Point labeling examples
+ + + +
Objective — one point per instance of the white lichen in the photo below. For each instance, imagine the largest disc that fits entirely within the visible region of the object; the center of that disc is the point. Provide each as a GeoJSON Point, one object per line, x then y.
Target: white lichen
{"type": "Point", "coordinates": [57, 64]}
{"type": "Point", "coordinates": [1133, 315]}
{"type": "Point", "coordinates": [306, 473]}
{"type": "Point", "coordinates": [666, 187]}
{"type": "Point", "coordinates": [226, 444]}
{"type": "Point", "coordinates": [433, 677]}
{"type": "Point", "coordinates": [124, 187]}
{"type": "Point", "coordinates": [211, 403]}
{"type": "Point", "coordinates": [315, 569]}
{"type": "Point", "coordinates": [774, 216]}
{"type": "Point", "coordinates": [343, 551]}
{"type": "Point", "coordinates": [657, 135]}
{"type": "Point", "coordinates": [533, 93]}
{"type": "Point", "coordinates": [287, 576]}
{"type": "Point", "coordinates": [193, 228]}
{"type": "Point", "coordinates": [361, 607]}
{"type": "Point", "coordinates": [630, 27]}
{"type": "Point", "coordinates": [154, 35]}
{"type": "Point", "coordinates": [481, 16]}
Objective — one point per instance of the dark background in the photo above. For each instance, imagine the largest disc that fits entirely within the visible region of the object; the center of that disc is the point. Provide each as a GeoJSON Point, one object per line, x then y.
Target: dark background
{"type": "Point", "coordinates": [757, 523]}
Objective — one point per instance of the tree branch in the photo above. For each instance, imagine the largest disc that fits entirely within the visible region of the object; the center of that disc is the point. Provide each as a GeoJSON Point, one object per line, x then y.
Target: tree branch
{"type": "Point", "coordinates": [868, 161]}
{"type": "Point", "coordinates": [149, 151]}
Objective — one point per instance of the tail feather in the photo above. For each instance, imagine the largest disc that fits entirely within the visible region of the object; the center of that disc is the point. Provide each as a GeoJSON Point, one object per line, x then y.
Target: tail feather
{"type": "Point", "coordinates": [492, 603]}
+ + + +
### Objective
Update the listing from the line containing "Objective — one point per instance of the tail" through its end, swapping "tail feather" for "tail plume" and leaving everything else unchanged.

### Reply
Objective — one point per instance of the tail plume in the photo above. For each instance, imagine the largest disc that fits entirely within the visible region of the object; the center of that disc is the point. Provide each as a GeoJSON Point, one object per line, x then y.
Target: tail plume
{"type": "Point", "coordinates": [492, 603]}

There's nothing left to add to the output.